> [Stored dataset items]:
--------------------------------

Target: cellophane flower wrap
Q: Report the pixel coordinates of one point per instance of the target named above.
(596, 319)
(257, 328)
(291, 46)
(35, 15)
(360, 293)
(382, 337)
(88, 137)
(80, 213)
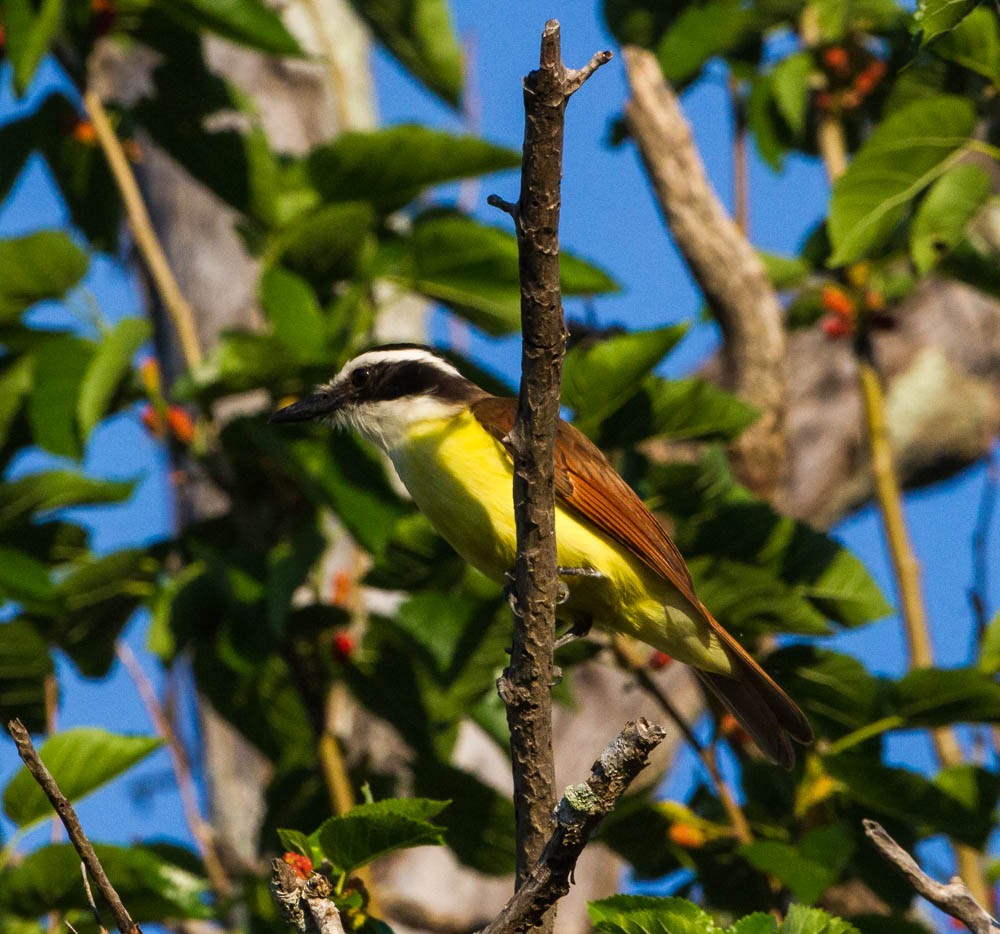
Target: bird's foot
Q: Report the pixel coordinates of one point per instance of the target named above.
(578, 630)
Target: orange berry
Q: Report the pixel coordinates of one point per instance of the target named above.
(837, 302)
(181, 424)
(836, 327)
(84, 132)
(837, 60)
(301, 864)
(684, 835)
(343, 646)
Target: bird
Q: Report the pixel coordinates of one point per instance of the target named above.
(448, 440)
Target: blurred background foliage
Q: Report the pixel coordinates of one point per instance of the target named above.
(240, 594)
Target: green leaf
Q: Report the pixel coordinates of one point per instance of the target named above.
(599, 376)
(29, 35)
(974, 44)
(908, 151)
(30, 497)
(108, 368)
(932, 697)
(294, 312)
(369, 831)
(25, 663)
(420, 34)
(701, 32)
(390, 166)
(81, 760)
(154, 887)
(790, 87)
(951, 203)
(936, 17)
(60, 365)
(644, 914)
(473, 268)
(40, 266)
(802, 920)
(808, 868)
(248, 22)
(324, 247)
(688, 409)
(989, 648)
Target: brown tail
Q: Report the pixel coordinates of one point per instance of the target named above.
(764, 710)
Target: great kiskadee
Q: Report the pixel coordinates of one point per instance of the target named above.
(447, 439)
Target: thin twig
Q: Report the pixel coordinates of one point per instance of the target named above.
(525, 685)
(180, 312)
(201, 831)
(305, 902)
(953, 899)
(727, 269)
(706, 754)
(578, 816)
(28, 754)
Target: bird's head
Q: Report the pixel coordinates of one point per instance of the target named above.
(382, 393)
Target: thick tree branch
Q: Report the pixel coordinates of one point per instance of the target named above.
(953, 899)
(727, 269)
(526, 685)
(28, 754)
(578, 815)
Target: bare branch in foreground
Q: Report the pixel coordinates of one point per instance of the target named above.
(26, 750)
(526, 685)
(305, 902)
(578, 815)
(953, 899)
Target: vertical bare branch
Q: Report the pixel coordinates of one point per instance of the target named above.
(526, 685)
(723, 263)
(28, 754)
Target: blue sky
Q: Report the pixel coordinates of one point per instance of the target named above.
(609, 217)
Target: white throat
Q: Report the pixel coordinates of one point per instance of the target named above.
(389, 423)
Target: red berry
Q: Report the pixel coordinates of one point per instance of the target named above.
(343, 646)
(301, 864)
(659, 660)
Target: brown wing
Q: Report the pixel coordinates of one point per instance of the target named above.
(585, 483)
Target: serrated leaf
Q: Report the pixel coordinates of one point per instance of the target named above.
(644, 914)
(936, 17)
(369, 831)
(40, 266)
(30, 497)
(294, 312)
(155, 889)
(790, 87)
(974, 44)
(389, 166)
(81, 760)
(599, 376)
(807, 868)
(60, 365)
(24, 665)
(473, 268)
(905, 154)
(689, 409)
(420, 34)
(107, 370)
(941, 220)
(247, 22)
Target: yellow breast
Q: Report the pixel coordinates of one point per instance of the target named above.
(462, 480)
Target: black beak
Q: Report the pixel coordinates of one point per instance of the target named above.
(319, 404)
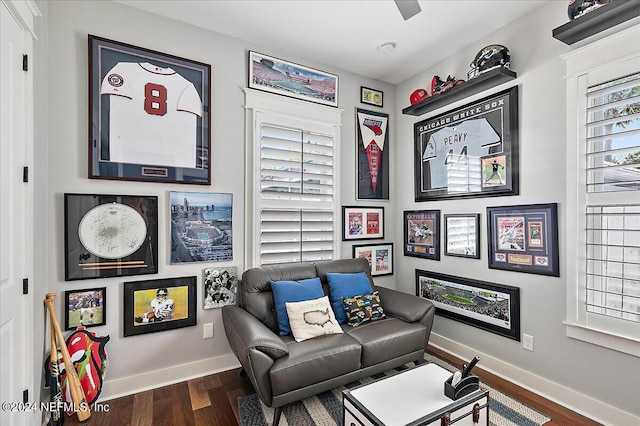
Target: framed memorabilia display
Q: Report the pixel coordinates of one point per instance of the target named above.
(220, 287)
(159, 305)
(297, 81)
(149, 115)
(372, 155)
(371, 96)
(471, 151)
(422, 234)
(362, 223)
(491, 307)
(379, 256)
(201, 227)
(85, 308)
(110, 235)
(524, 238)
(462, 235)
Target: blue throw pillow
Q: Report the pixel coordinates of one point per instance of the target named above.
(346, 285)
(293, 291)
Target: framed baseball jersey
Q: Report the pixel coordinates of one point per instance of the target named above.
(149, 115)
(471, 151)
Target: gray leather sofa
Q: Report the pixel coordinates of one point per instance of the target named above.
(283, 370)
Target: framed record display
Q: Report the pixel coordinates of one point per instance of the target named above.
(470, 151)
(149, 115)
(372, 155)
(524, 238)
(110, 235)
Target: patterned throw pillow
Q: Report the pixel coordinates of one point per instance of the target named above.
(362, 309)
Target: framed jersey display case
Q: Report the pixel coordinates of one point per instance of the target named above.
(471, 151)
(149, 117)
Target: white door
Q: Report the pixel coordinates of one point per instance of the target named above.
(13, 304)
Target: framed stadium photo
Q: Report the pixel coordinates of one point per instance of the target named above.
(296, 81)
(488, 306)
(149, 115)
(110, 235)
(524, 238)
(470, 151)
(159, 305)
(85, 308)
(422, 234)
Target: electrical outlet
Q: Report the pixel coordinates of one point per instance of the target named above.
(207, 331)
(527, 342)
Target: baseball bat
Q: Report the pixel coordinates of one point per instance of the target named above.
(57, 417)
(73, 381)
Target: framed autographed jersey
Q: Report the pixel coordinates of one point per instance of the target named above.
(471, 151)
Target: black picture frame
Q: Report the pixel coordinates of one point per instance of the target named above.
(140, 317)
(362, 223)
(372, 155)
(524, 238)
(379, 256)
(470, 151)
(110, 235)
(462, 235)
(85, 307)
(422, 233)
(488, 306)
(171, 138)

--------------------------------

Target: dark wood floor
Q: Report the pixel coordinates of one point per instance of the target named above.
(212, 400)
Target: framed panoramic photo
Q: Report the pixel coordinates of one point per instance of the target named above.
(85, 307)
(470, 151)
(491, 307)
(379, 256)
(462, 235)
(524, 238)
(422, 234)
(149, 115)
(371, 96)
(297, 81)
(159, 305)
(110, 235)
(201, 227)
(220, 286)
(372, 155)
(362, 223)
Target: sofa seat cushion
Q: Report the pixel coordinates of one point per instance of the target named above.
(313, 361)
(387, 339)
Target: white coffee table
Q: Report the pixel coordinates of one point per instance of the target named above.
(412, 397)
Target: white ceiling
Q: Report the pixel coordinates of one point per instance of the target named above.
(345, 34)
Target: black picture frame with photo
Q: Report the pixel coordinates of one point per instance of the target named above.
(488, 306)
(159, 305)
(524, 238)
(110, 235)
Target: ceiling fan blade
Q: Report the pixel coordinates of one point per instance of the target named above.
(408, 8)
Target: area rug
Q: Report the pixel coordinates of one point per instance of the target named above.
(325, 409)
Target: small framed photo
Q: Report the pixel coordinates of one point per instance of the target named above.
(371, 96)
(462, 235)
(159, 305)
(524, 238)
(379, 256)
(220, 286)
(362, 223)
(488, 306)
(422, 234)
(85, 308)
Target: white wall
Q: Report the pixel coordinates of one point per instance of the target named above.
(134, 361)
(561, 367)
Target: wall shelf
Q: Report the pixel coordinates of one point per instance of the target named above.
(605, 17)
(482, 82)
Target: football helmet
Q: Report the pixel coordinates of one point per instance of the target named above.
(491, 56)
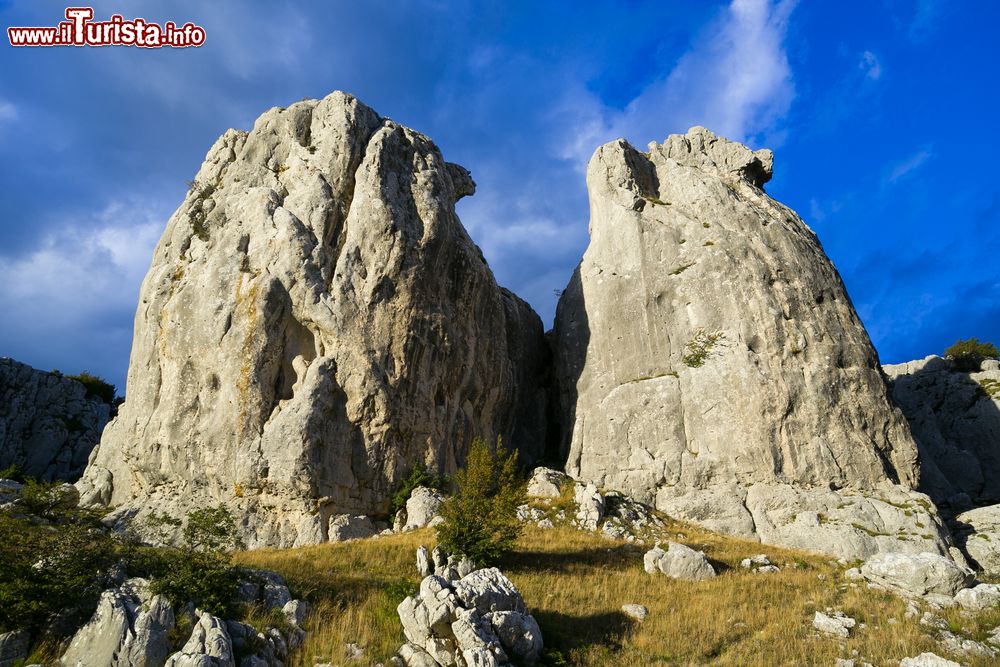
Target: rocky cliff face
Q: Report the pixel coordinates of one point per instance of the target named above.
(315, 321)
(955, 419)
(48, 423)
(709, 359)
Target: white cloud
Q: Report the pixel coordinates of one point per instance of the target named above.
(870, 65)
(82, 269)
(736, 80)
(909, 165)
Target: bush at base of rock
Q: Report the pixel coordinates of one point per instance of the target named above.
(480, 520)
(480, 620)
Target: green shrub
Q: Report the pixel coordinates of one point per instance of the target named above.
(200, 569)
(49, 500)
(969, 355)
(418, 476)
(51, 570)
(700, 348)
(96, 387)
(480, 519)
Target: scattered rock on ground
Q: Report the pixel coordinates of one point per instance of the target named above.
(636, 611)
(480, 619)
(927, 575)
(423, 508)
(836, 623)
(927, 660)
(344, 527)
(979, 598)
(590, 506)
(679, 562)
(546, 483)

--------------------------------

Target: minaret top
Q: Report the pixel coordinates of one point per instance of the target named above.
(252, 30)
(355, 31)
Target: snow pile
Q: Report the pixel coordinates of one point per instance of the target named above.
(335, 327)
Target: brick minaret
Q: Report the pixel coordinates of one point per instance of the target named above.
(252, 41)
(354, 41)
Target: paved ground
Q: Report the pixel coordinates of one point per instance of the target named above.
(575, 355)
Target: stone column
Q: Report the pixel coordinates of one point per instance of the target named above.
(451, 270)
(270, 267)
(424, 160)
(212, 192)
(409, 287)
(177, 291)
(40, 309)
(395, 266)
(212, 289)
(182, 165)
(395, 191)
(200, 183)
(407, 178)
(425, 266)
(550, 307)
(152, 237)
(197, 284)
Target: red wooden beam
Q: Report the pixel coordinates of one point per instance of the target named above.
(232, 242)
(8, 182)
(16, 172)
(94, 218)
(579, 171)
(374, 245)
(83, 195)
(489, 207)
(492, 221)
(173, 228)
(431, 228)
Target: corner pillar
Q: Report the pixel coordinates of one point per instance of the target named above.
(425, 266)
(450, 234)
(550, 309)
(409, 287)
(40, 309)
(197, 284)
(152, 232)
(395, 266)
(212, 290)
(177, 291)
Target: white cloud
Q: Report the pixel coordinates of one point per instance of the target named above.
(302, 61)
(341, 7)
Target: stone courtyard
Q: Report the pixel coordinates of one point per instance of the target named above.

--------------------------------

> [Action item]:
Using the entries, return every line where the word "picture" can be found.

> [Answer to this exercise]:
Target: black picture frame
Target: black picture frame with photo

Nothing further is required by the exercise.